#### Work to do
Reproduce the lines of the listing starting at the one containing "Would you mind annotating the door" and ending at the one containing "Would you mind annotating the white", swapping "door frame" for "doorway" and keeping everything else the same. Omit the pictures from your answer.

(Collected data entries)
--- Begin ---
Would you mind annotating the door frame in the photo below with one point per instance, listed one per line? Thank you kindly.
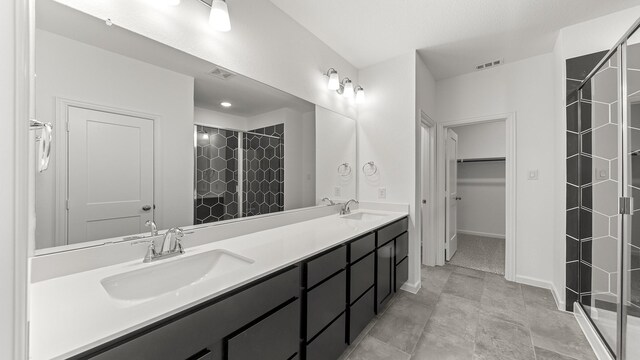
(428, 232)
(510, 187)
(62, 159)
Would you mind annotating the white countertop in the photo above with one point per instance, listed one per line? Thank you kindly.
--- End ---
--- Begin ---
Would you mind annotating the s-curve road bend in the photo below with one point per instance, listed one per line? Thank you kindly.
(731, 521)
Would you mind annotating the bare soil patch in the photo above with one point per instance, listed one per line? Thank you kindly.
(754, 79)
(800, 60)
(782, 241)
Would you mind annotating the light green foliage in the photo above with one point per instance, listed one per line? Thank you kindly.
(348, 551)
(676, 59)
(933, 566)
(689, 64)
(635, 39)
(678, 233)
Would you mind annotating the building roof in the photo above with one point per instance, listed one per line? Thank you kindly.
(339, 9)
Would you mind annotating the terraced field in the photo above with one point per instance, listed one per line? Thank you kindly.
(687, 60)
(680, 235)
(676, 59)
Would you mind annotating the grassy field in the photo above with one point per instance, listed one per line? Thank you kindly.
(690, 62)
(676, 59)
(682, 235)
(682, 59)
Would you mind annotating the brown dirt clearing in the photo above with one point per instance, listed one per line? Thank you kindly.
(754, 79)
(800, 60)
--- End ---
#### Written response
Would you mind annotating the doorway in the photo below with one point per instance, listed one per line? Thank you kindly.
(428, 232)
(510, 187)
(62, 159)
Would you mind annotating the white countertop in the photo above with one point per instance, listed one per line? Thank you kindly.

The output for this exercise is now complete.